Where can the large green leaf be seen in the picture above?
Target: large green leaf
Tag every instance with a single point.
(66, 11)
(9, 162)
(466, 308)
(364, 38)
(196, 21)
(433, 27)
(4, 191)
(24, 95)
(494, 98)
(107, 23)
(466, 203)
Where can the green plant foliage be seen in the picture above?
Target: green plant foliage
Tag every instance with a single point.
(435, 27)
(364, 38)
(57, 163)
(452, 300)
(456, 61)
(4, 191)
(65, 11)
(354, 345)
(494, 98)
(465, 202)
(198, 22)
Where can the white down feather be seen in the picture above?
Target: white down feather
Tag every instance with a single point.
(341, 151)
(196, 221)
------------------------------------------------------------------------
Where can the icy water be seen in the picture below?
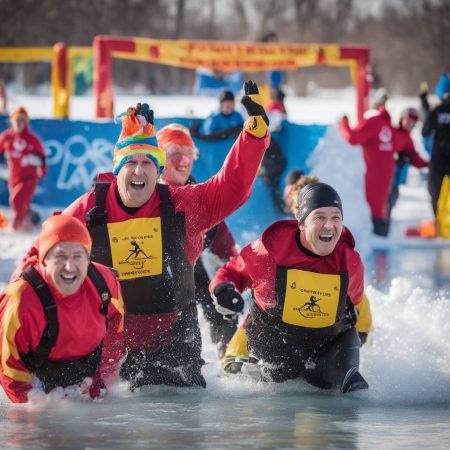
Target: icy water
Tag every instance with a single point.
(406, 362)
------------------------------------------------------------------------
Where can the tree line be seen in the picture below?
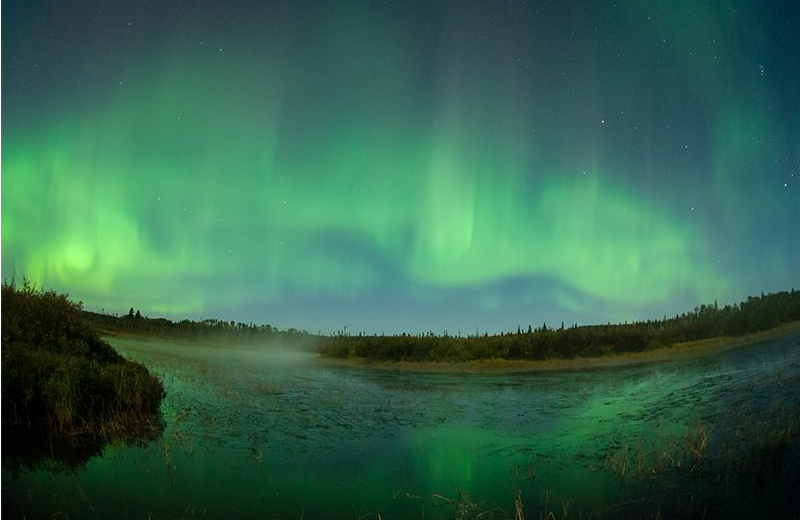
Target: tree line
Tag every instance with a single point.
------------------------------------------------------------------------
Pull out every line of the listing above that contains the string "Target".

Target: large green leaf
Target: green plant foliage
Target: white down feather
Target: icy water
Target: tree line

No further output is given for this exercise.